START Excerpt to read

Skip to content

Latest commit

 

History

History
 
 

postgresql2bq

Jupyter Notebook Solution for migrating PostgreSQL to BigQuery DWH using Dataproc Templates

This notebook solution utilizes dataproc templates for migrating databases from PostgreSQL to BIGQUERY.

The notebook contains step by step process for a downtime based migration.

Refer Setup Vertex AI - PySpark to setup new Jupyter notebook in vertexAI. Once the setup is done navigate to /notebooks/postgresql2bq folder and open postgresql-to-bigquery-notebook.

Overview

This notebook is built on top of:

Key Benefits

  1. Automatically generates list of tables from metadata. Alternatively, user can supply list of tables.
  2. Identifies current primary key column name, and partitioned read properties.
  3. Automatically uses partition reads if exceeds threshold.
  4. Divides migration into batches and parallely migrates multiple tables.

END Excerpt to read

Update the stretch of the PostgreSQL-to-BigQuery notebook description from "The notebook contains" through "list of tables.", swapping "tables" for "database tables" wherever it occurs, and give that passage back.

START Information given

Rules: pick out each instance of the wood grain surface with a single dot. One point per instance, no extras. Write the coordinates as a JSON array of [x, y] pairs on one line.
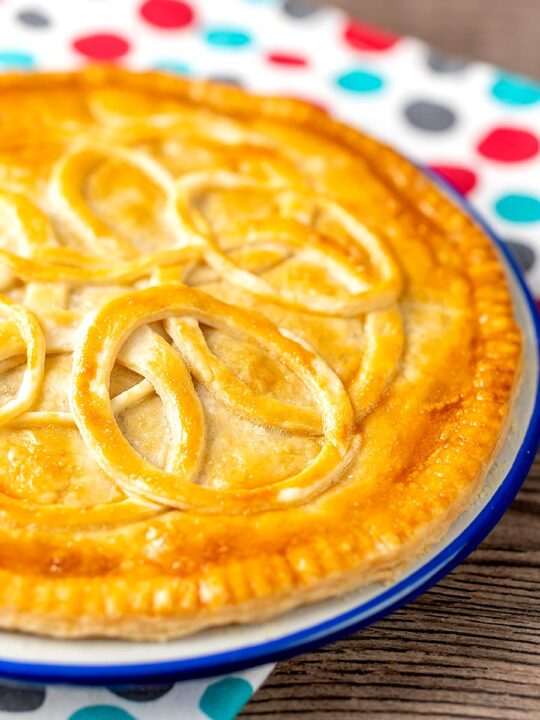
[[470, 647], [504, 32]]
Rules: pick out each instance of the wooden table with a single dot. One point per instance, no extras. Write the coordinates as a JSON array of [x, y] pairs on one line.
[[470, 647]]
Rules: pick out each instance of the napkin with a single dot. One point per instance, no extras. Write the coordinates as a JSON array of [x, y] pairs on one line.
[[474, 124]]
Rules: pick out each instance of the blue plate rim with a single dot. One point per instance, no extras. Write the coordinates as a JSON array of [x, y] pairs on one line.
[[332, 629]]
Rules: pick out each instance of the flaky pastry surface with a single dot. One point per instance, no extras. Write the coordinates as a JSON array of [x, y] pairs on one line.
[[249, 357]]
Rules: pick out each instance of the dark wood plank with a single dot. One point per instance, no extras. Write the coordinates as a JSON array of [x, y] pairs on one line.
[[504, 32], [469, 648]]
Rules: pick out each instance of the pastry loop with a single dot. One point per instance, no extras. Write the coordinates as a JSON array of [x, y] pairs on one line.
[[115, 322]]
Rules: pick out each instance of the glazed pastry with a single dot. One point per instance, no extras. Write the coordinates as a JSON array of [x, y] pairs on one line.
[[250, 358]]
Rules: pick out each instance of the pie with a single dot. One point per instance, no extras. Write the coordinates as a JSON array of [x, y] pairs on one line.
[[250, 358]]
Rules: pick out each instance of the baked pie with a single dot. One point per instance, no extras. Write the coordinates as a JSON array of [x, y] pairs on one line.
[[250, 358]]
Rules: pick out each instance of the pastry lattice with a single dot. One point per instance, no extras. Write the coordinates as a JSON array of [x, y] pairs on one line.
[[123, 328]]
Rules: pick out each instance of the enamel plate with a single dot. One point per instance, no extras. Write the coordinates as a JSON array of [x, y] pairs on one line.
[[105, 662]]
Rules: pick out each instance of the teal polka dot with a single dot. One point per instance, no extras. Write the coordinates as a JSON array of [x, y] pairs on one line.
[[173, 66], [224, 699], [229, 38], [519, 208], [101, 712], [516, 90], [360, 81], [16, 60]]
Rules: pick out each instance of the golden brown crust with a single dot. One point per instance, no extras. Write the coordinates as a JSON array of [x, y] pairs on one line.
[[426, 441]]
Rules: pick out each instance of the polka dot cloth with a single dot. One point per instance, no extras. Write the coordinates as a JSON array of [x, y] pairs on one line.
[[476, 126]]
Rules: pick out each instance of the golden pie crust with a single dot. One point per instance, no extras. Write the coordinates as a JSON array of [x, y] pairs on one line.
[[250, 358]]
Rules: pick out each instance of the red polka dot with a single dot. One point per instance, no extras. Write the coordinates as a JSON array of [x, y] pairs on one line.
[[292, 60], [366, 37], [102, 46], [507, 144], [167, 14], [460, 178]]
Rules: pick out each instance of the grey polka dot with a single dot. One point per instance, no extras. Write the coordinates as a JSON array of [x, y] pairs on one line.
[[523, 254], [430, 116], [441, 63], [142, 694], [20, 698], [33, 18], [299, 9]]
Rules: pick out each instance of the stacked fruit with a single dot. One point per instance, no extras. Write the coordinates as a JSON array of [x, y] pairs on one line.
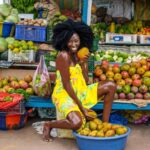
[[133, 80], [137, 117], [22, 46], [97, 128], [14, 85], [119, 56]]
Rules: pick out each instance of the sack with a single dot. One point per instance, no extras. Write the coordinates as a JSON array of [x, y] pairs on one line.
[[9, 100], [63, 133], [41, 79]]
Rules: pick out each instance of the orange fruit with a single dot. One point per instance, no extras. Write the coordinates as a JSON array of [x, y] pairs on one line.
[[82, 52]]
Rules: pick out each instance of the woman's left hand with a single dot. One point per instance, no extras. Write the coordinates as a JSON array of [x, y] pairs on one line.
[[85, 59]]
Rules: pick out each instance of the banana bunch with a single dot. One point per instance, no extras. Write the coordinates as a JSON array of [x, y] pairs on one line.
[[23, 6]]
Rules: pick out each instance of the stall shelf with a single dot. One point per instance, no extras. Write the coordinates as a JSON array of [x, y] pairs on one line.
[[39, 102]]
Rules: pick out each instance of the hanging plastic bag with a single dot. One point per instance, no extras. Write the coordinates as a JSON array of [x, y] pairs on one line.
[[41, 79]]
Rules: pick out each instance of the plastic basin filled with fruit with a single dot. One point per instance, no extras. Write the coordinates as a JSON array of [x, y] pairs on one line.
[[103, 136]]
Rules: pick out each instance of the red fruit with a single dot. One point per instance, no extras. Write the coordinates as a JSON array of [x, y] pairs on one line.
[[23, 84], [143, 89], [105, 62], [28, 78], [136, 82], [124, 74], [15, 84], [117, 76], [6, 87], [135, 76], [116, 96], [145, 67], [138, 96], [143, 61], [116, 65], [132, 71], [102, 77], [96, 79], [130, 96], [128, 81], [116, 69], [134, 89], [98, 72], [140, 71], [105, 65], [122, 96], [147, 96]]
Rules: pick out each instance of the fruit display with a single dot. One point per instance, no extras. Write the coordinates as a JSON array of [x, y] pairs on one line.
[[22, 46], [24, 6], [42, 85], [32, 22], [8, 13], [119, 56], [136, 117], [97, 128], [82, 53], [132, 79], [58, 18], [14, 85], [75, 15]]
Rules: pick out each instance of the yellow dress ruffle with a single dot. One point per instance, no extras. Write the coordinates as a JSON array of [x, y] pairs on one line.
[[87, 94]]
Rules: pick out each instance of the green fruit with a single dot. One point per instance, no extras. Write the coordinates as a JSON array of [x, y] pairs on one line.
[[126, 89]]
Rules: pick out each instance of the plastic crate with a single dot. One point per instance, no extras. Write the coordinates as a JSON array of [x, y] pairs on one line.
[[7, 29], [31, 33], [43, 13], [26, 56], [19, 108], [144, 39], [1, 28], [95, 44], [49, 34], [91, 64], [106, 143], [12, 121], [121, 38]]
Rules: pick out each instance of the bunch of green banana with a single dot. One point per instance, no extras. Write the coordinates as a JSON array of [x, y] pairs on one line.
[[23, 6]]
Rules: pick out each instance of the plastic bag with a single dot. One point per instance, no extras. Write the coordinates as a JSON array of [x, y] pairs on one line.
[[9, 100], [41, 79]]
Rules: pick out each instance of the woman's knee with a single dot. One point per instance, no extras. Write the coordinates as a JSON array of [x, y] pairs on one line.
[[75, 119], [112, 85]]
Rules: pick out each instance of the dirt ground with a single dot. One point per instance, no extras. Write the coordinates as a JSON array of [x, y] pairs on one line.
[[28, 139]]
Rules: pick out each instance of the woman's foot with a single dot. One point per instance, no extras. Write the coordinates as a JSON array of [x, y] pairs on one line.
[[46, 132]]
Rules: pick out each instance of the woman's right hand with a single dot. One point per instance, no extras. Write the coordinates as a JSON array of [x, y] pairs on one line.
[[86, 114]]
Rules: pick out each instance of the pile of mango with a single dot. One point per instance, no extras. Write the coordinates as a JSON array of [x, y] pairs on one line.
[[97, 128]]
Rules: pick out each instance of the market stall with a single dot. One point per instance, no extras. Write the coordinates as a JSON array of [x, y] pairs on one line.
[[120, 51]]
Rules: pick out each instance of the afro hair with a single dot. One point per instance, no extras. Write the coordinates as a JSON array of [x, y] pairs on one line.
[[62, 33]]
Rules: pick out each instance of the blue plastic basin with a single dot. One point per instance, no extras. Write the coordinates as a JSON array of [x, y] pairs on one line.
[[98, 143]]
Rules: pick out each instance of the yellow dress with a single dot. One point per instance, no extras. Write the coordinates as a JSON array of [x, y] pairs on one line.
[[87, 94]]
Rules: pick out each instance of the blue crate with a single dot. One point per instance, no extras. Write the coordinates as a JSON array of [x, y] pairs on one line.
[[106, 143], [8, 29], [31, 33]]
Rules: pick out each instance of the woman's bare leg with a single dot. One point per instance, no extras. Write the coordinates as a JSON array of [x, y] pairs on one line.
[[107, 89], [73, 121]]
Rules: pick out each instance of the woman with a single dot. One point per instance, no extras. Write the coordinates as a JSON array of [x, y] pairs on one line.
[[72, 96]]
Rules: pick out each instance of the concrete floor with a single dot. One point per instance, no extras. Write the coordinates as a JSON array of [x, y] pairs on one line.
[[28, 139]]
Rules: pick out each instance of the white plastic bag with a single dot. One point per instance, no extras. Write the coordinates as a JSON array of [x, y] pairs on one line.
[[41, 79]]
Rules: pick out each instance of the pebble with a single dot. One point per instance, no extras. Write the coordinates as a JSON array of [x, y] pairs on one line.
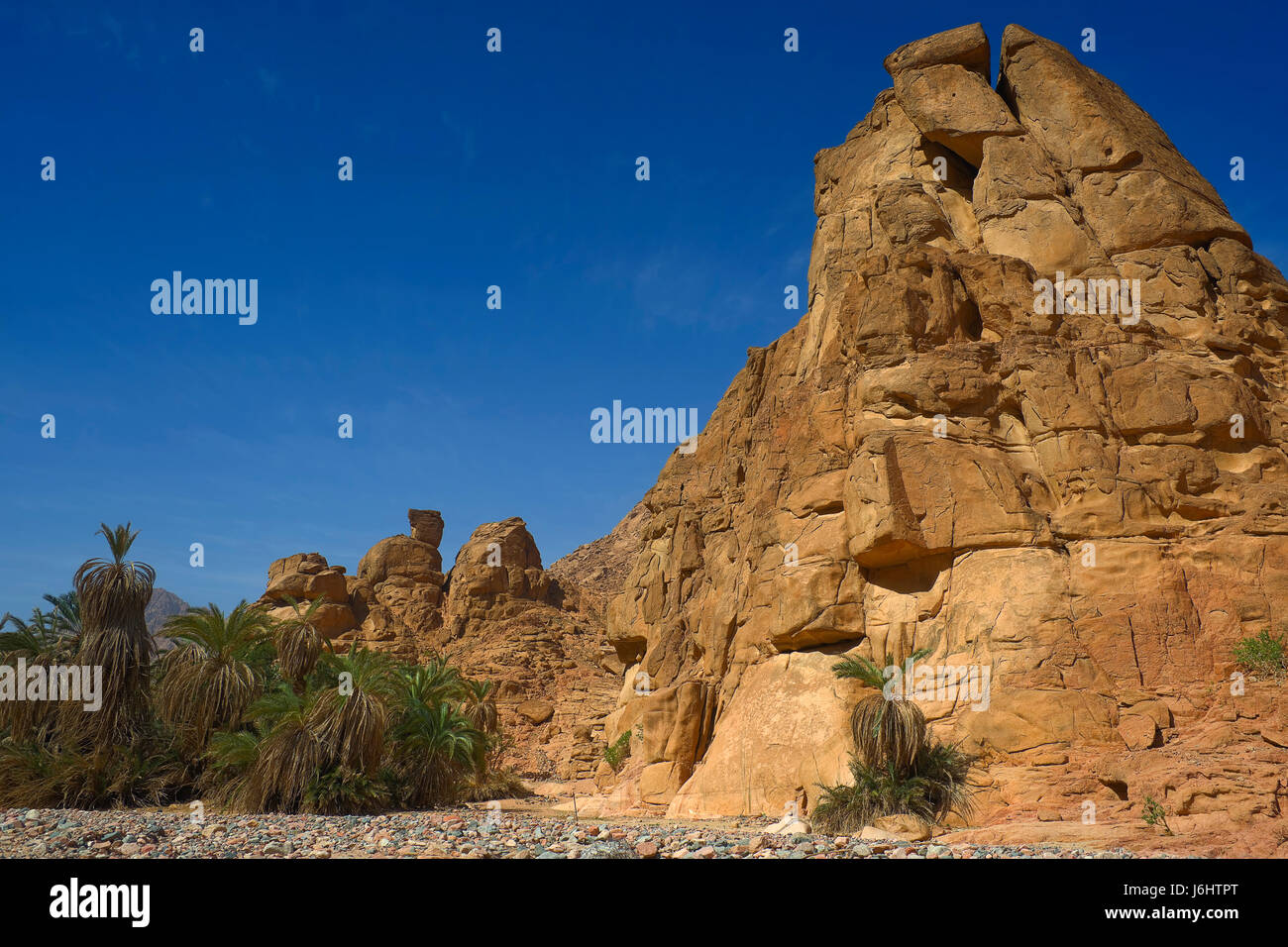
[[446, 834]]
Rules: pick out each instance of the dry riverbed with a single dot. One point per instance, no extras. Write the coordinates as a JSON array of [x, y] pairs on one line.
[[462, 832]]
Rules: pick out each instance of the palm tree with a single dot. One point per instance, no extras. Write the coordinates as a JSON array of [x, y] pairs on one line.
[[40, 641], [271, 766], [432, 744], [299, 646], [114, 594], [209, 680], [352, 716], [896, 767], [887, 731], [65, 612], [480, 705], [37, 642]]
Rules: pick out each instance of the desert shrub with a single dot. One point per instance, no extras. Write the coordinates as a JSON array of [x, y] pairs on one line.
[[617, 753], [1263, 655]]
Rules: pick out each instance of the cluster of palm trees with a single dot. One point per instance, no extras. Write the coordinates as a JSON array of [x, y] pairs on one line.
[[897, 767], [248, 710]]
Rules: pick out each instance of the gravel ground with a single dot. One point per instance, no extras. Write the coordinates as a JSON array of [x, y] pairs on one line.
[[446, 834]]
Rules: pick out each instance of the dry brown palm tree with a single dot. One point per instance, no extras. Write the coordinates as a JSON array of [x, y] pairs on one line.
[[480, 705], [209, 681], [352, 716], [887, 729], [114, 594]]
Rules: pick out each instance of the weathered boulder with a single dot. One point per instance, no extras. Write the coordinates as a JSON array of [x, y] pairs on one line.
[[426, 526], [1086, 504]]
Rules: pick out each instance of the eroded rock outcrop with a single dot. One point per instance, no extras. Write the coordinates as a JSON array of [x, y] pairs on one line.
[[1087, 500], [496, 613]]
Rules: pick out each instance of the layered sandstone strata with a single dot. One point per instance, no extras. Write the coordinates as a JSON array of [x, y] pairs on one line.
[[1091, 506], [497, 615]]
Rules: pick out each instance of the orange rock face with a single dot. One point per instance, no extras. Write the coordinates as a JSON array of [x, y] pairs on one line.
[[497, 615], [1082, 496]]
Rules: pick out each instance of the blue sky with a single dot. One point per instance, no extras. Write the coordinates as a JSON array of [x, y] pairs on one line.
[[471, 169]]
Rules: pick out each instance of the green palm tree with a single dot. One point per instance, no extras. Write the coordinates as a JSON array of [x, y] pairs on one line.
[[299, 646], [887, 732], [209, 680], [37, 642], [432, 744], [65, 612], [40, 641], [352, 716], [114, 594], [270, 767]]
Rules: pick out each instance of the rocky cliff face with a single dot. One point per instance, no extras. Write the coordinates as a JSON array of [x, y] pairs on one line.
[[497, 613], [1078, 487]]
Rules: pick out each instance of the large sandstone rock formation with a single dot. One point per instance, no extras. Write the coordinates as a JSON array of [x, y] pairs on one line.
[[496, 613], [1090, 506]]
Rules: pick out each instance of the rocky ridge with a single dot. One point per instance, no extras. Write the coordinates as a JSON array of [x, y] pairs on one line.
[[496, 613], [1080, 488]]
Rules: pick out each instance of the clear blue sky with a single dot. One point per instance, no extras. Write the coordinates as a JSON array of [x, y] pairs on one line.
[[472, 169]]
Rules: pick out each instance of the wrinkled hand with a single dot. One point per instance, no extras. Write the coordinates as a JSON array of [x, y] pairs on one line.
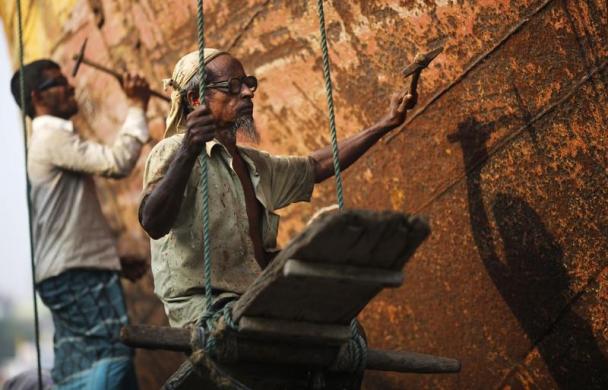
[[201, 127], [137, 89], [133, 268], [397, 112]]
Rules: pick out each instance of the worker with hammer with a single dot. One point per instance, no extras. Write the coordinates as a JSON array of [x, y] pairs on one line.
[[77, 264]]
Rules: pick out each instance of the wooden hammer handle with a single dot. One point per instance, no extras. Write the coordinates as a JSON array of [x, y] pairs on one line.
[[118, 77]]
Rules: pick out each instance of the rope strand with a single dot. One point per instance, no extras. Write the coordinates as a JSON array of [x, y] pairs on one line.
[[330, 105], [204, 158], [27, 194]]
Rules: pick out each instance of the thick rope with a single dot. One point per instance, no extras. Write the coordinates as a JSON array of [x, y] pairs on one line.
[[27, 194], [330, 105], [203, 159], [357, 347]]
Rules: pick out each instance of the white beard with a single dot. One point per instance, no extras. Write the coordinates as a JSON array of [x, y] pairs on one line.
[[245, 125]]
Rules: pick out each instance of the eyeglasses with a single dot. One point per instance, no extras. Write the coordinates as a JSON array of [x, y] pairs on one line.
[[50, 83], [233, 86]]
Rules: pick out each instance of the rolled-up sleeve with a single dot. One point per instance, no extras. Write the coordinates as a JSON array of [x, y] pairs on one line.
[[291, 180], [69, 151]]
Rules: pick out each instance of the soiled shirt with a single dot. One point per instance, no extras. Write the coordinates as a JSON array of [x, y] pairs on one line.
[[69, 229], [177, 258]]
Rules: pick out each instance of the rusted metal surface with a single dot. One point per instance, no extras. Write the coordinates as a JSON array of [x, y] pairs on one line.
[[508, 158]]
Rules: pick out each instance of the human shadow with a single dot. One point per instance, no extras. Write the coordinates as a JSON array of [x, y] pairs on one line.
[[530, 273]]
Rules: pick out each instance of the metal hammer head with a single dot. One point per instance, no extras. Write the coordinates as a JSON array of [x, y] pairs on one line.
[[78, 58], [421, 61]]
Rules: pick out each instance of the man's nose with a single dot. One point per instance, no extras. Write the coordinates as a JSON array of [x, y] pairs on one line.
[[246, 91]]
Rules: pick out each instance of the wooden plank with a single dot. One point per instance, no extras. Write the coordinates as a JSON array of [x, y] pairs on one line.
[[294, 331], [285, 353], [309, 300], [342, 274], [410, 362], [273, 295], [155, 337]]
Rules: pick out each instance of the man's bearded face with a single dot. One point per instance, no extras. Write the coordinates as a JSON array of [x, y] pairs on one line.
[[233, 110], [245, 125]]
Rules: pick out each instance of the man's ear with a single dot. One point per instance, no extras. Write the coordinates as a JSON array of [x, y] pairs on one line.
[[192, 98]]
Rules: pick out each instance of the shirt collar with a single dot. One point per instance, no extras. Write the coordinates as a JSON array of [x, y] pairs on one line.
[[44, 122], [214, 144]]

END Information given

- [Solution for this exercise]
The notebook contains step by step process for a downtime based migration.

Refer Setup Vertex AI - PySpark to setup new Jupyter notebook in vertexAI. Once the setup is done navigate to /notebooks/postgresql2bq folder and open postgresql-to-bigquery-notebook.

Overview

This notebook is built on top of:

Key Benefits

  1. Automatically generates list of database tables from metadata. Alternatively, user can supply list of database tables.